> _TO DO_:
1. Answer these questions using the essay about the author's relationship with art:
(a) For how long has the author been making the work they are unsure counts as art?
(b) What does the author believe is humanity's most important innovation?
(c) Which form of art did the author explore through the school elective?
2. Resume the essay about the author's relationship with art, picking up right after its final sentence.

> _SELECTED EXCERPT_:
....................
My Relationship with Art

Author: Mukund Shyam

Published on: 21 09 2024


I really like art. I like all forms of art. I love learning about art and sharpening the skill of interpreting art. I love art museums and art galleries and plays and films and albums and anything in between. Oh, and books! I love books.

But I don’t know if I am truly an artist. I’d like to think I am, but I don’t know if what I make - or at least what I have been making over the past two years - was art.

I don’t really expect to answer this question, perhaps ever, but definitely not in this text; I guess I just want to think about this in writing.

At a gallery about modern architecture

My relationship with art

As I said, I’ve always been into art, but over the last four years or so, I’ve become completely enchanted by it. I want to see art whenever and wherever possible. My love for art has reached a point where I’ve started to believe that art—not fire, the wheel, or agriculture—is humanity’s most important innovation.*

I suppose this coincided with when I started to produce music and took art as my elective subject in school. In the case of the latter, I only explored a certain form of art—painting—but the formalised study of it definitely helped imbibe the culture of being an artist in me.
....................
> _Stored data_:
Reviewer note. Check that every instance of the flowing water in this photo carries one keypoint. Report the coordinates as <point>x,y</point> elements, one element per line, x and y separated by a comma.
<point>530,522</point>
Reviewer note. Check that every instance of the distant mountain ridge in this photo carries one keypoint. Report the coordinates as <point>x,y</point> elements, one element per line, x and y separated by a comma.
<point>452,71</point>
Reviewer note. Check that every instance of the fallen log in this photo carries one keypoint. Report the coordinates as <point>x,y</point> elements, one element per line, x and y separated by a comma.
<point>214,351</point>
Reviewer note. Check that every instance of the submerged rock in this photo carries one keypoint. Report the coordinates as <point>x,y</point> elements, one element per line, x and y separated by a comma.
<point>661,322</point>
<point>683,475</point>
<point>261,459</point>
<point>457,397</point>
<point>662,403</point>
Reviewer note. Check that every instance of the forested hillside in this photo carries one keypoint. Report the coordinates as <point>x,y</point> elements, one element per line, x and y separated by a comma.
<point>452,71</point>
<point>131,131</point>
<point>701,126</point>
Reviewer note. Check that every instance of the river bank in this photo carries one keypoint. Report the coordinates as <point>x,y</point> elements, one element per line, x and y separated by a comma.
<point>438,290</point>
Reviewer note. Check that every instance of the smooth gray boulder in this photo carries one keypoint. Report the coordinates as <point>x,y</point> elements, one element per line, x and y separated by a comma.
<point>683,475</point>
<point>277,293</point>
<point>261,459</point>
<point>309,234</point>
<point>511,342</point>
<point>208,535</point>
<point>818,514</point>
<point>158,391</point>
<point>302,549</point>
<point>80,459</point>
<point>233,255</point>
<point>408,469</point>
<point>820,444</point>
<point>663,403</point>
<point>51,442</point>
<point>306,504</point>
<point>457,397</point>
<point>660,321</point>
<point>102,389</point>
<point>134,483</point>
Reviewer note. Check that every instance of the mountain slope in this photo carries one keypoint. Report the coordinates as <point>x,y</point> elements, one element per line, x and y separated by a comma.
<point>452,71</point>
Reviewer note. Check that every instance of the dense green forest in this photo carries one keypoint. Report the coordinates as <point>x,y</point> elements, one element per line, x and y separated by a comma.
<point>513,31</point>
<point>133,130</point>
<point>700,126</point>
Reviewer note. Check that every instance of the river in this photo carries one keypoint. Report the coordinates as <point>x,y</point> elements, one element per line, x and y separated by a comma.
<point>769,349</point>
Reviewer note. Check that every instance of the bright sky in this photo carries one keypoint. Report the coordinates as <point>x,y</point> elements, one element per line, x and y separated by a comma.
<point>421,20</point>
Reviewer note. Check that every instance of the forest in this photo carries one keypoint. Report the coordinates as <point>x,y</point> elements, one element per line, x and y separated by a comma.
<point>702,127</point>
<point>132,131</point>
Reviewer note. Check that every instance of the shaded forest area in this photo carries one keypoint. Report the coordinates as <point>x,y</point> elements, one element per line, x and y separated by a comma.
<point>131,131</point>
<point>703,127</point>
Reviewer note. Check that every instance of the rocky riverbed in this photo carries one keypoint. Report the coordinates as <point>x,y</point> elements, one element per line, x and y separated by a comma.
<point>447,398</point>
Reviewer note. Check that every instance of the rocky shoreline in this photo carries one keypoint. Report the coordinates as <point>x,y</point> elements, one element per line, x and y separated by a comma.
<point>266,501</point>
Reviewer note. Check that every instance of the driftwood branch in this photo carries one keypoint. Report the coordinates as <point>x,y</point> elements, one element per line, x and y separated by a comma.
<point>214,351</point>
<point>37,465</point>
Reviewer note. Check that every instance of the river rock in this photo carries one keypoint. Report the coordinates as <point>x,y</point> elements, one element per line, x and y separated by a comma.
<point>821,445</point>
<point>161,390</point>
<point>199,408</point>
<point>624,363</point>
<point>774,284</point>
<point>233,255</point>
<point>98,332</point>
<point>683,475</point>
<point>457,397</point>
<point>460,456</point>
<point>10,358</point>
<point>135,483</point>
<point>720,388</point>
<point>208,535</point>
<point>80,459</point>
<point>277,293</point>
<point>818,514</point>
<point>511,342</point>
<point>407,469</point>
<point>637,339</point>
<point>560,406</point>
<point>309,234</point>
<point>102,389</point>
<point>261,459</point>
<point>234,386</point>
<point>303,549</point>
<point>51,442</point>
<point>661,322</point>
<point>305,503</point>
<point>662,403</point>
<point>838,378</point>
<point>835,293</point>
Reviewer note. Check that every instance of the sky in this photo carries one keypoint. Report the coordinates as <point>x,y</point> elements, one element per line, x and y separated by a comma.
....................
> _RESPONSE LIST_:
1.
(a) Over the past two years.
(b) Art, rather than fire, the wheel, or agriculture.
(c) Painting.

2.
After that, in around 10th grade, I started this blog - and I feel like starting this (and starting writing in general) wasn’t “organic” in the same way. I wanted to find something to do, I think, and a bunch of YouTube channels I liked and trusted recommended it. And so I started; it was a slow process to get used to doing it.

Not that I didn’t enjoy it, I loved writing. I still do. I love it a lot. But I don’t think I got into it organically.

I think all of this—the fact that music production is inherently technical and mathematical, the fact that art was formalised, the fact that I didn’t come across writing organically—perhaps led to me gaining a somewhat utilitarian view of art (or at least my art). I thought of it as something to do, something to learn, something to pick up. I didn’t think of myself as an artist, for sure, and I don’t really think I was making art. Making art is hard!

* The good part is that I live in Bangalore - arguably one of the best cities in the country in terms of the art scene - and that I have enough time to go around and experience them.

At Museum of Art and Photography, Bengaluru

How have things changed?

I think my relationship with art—and perhaps more specifically artistic and art-adjacent output—changed when I started applying to college.

When I decided to apply to American universities, I started to work pretty heavily on my art. I started to become more and more consistent, and it became an important part of my life very quickly.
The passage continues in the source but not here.